- **EXTRACTED TEXT**
Direct primary care (DPC) is a model of healthcare provision in which a primary care doctor charges patients a retainer fee covering all or most primary care services, including clinical, laboratory, and consulting services. This model enables physicians to move away from fee-for-service insurance billing. Given the variety of retainer practice models and the resulting legislative confusion, it is important to define direct primary care accurately. A DPC practice charges a periodic fee for services, generally $25 to $85 per month. It does not bill any third parties on a fee-for-service basis, and any per-visit charges are less than the monthly equivalent of the periodic fee. Through this mechanism, DPC practices claim to reduce administrative overhead by approximately 40 percent.
Advocates of DPC laud it as a free-market healthcare model that would lower the costs of primary care and improve patients’ access to care. Because DPC allows physicians to establish a more humane and flexible practice than they can under the typical volume-driven model, it has the potential to encourage more physicians to become primary care providers. Patients can join a DPC practice without regard to their insurance or their socioeconomic status. Doctors tend to be responsible for caring for a smaller number of clients (800 at any one time rather than 2,000), thereby enabling them to spend more time with each patient during longer appointments. Additionally, DPC practitioners have the flexibility to use email and telemedicine to interact with patients, which is a benefit of the model since these methods of providing care are not typically compensated by insurance companies. By breaking ties to health insurance programs, doctors are able to personalize the way they care for an individual patient without losing reimbursement, whereas in the traditional fee-for-service model, insurance companies typically refuse to compensate physicians for their time until (or unless) they have a face-to-face appointment with the patient.

- **WHAT NEEDS TO BE DONE**
Copy the text on direct primary care above word for word, in full.

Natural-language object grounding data
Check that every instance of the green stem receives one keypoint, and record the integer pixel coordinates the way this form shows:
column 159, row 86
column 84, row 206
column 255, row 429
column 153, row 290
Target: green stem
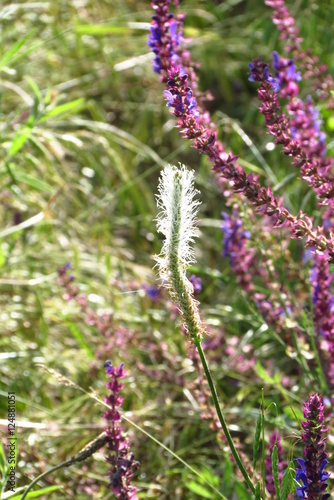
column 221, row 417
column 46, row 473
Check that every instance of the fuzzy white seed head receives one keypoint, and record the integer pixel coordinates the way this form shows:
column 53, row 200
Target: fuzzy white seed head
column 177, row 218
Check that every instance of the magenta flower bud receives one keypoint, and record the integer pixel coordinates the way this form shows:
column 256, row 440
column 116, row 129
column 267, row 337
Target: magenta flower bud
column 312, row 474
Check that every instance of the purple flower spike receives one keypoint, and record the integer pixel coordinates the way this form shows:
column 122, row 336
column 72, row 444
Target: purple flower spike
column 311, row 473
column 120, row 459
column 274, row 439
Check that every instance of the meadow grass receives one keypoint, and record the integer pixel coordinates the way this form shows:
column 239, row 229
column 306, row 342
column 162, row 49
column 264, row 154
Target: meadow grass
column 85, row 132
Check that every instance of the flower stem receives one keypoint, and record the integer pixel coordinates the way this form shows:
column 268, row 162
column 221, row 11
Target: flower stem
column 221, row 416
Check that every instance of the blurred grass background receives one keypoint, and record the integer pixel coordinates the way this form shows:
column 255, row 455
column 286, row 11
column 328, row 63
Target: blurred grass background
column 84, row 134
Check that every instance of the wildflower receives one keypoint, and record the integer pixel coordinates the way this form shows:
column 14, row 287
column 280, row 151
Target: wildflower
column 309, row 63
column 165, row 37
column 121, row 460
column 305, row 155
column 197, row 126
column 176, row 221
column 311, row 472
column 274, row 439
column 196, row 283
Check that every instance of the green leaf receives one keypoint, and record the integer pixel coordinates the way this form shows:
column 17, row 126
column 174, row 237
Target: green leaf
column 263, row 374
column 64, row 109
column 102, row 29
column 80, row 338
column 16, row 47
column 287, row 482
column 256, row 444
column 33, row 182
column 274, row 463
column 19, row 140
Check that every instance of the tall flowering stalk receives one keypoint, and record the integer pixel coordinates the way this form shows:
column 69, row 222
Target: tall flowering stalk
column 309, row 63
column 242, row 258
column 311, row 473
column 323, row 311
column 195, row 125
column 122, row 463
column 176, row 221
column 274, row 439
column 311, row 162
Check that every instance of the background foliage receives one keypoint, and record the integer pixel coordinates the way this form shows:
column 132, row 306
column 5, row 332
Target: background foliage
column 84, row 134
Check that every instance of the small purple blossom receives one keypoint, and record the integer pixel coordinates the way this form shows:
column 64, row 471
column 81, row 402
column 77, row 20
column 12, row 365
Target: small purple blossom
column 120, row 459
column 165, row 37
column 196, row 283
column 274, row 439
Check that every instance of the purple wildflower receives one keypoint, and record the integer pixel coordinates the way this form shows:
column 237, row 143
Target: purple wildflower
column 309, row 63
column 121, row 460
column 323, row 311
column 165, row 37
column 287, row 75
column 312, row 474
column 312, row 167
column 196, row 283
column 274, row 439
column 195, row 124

- **ANSWER BOX**
Direct primary care (DPC) is a model of healthcare provision in which a primary care doctor charges patients a retainer fee covering all or most primary care services, including clinical, laboratory, and consulting services. This model enables physicians to move away from fee-for-service insurance billing. Given the variety of retainer practice models and the resulting legislative confusion, it is important to define direct primary care accurately. A DPC practice charges a periodic fee for services, generally $25 to $85 per month. It does not bill any third parties on a fee-for-service basis, and any per-visit charges are less than the monthly equivalent of the periodic fee. Through this mechanism, DPC practices claim to reduce administrative overhead by approximately 40 percent.
Advocates of DPC laud it as a free-market healthcare model that would lower the costs of primary care and improve patients’ access to care. Because DPC allows physicians to establish a more humane and flexible practice than they can under the typical volume-driven model, it has the potential to encourage more physicians to become primary care providers. Patients can join a DPC practice without regard to their insurance or their socioeconomic status. Doctors tend to be responsible for caring for a smaller number of clients (800 at any one time rather than 2,000), thereby enabling them to spend more time with each patient during longer appointments. Additionally, DPC practitioners have the flexibility to use email and telemedicine to interact with patients, which is a benefit of the model since these methods of providing care are not typically compensated by insurance companies. By breaking ties to health insurance programs, doctors are able to personalize the way they care for an individual patient without losing reimbursement, whereas in the traditional fee-for-service model, insurance companies typically refuse to compensate physicians for their time until (or unless) they have a face-to-face appointment with the patient.